TASK TO CARRY OUT:
Exactly reproduce the lines from the line containing "Query: dry grass field" to the end of the data below, inclusive, and nothing else.

GIVEN RECORDS:
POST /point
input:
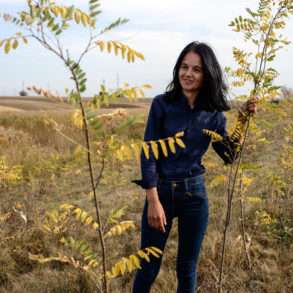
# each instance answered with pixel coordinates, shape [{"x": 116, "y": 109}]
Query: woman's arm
[{"x": 152, "y": 132}]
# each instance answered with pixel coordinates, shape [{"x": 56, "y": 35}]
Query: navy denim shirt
[{"x": 166, "y": 119}]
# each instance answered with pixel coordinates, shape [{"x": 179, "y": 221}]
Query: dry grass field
[{"x": 41, "y": 169}]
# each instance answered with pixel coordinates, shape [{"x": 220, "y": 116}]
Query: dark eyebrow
[{"x": 196, "y": 66}]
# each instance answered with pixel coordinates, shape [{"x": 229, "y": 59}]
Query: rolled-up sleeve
[{"x": 152, "y": 132}]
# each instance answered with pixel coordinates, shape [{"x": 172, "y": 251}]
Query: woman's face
[{"x": 191, "y": 73}]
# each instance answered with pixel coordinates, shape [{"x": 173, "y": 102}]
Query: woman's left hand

EXERCISE RESULT:
Query: dry grass field
[{"x": 41, "y": 169}]
# each instance answered with pixel coordinates, shape [{"x": 220, "y": 116}]
Query: dark eyebrow
[{"x": 196, "y": 66}]
# each instance answered with pixel coordinates, shape [{"x": 229, "y": 59}]
Query: rolled-up sleeve
[{"x": 152, "y": 132}]
# each instance answered with pixel coordinates, shape [{"x": 172, "y": 251}]
Query: woman's face
[{"x": 191, "y": 73}]
# each instance answered with pixel coordinates, shape [{"x": 173, "y": 102}]
Query: woman's left hand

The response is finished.